** Exercise input follows **
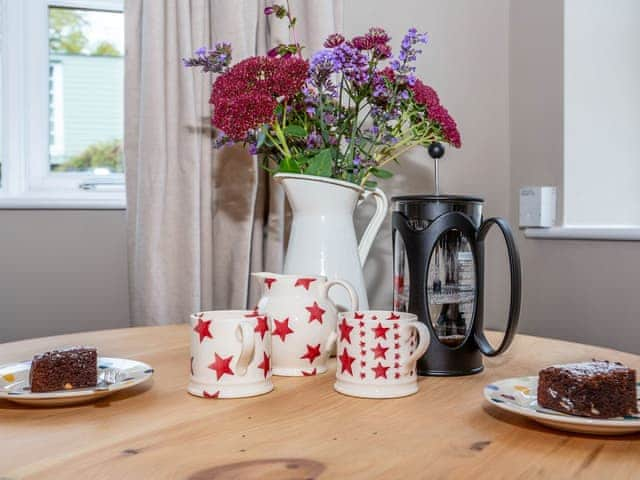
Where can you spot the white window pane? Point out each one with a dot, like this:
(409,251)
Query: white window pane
(86,82)
(602,112)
** End of Exercise input **
#### [What to work on]
Every record above should reappear exactly, with the pictures gone.

#### [Completed task]
Where can you spot the white window pane? Point out each one with a dot, like this:
(409,251)
Query: white window pane
(86,82)
(602,112)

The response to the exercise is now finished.